━━ 提供テキスト ━━

ソウル駅(撮影は3/25) 京成のスカイライナーで成田空港へ向かい、第1ターミナルで集合。出国カード記入など慣れないことばかりで緊張の連続。飛行機はユナイテッド航空で、さほど揺れずにすみ、雲の中から右側通行の道路が見えてきたことで海外に来たことを思う。しかし金浦空港に降り立ってもまだ「海外旅行」という大それた(笑)ことをした実感に乏しい。窓の外にはハングルも見えたし、韓国にきたのは事実なんだがまだ信じられない気分だった。

━━━
━━ データ記録 ━━

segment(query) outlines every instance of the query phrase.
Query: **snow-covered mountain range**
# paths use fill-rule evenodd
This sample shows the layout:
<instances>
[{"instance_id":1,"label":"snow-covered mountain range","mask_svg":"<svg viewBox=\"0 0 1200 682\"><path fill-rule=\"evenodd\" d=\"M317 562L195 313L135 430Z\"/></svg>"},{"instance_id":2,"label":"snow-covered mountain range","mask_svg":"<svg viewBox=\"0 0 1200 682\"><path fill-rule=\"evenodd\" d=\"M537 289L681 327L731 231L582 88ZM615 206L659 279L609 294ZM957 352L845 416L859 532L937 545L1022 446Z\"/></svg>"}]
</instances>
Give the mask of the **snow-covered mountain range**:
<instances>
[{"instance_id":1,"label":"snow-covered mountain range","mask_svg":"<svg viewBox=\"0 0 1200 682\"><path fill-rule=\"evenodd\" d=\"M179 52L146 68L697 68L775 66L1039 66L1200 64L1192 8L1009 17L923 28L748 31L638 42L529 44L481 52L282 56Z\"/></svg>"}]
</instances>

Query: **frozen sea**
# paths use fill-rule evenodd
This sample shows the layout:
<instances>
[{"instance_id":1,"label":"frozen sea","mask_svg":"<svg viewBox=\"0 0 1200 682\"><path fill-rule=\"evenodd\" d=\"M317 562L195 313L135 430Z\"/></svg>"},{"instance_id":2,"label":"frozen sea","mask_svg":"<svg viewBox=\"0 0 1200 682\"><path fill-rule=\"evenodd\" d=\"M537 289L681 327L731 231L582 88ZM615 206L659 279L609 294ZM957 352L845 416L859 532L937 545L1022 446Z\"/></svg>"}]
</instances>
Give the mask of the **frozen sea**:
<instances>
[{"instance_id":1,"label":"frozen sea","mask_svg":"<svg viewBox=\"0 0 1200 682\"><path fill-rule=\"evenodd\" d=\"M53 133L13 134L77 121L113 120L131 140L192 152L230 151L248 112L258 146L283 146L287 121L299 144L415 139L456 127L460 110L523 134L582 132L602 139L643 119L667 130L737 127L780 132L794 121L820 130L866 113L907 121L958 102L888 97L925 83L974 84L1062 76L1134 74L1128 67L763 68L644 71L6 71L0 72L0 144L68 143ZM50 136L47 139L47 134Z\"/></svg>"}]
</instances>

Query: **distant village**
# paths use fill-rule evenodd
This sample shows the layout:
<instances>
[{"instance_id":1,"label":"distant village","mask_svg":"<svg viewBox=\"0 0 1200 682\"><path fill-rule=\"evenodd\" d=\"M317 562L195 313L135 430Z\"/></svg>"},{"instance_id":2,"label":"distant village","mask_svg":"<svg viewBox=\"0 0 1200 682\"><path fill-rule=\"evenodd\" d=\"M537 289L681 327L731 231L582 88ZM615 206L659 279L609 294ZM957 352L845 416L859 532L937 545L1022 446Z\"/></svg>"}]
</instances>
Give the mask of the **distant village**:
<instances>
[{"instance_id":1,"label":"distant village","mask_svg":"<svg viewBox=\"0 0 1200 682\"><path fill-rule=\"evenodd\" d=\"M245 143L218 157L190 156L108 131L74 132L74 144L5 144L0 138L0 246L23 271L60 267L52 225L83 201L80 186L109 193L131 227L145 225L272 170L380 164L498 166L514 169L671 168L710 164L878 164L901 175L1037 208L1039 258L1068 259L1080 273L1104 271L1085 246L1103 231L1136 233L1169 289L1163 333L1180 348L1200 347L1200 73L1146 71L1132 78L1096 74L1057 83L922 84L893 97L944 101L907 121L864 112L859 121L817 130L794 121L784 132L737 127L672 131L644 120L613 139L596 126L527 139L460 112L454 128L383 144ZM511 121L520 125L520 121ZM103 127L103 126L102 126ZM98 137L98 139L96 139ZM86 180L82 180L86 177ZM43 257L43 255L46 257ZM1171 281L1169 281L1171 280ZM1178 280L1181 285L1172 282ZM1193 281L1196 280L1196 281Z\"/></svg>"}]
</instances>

━━━

▶ **設定課題 1**: ソウル旅行の文章で、筆者が成田空港で緊張の連続だったのはなぜか。文章に書かれている理由を1〜3文で説明すること。
▶ **設定課題 2**: ソウル旅行の文章の最後の文に続けて、この先を書いてください。

▶ **課題の解答 1**: 出国カードの記入など、慣れないことばかりだったからである。

▶ **課題の解答 2**:
 両替などは同行者と一緒にまとめてやったのでさほど慌てずに住んだものの、市街地へのバスになかなか乗れないのは焦った。当時はまだ私もハングルの読みは全くわかっておらず、漢字や英語の案内も少なかったうえ、バス乗り場に来てもバスが止まらず通過してしまったり、止まってもバス代でおつりがないと断られたりで前途多難。でもその分だけようやく海外に来た実感が込み上げてきた気もする。1泊目の宿は決まっているのだが、その近くへ行くバスがなかなか来ないので、とりあえず地下鉄の駅(今思うとそれは「市庁」駅だった)を通るバスにようやく乗る。どこを通っているかわからないものの、漢江の広い川幅に感動し、促されるまま市庁前で下車。初めての海外の街に降りて大いに緊張が高まった。そのまま地下鉄に乗っても上の空で、ひたすら荷物をしっかり抱えていることに気を取られ、改札を入るときに肝心のきっぷを取り忘れてしまう。目的の駅(今思うとそれは「乙支路4街」であった)で降りるときに同行者にえらい迷惑をかけてしまった。このときに地下鉄の最低運賃は300ウォン(約45円)。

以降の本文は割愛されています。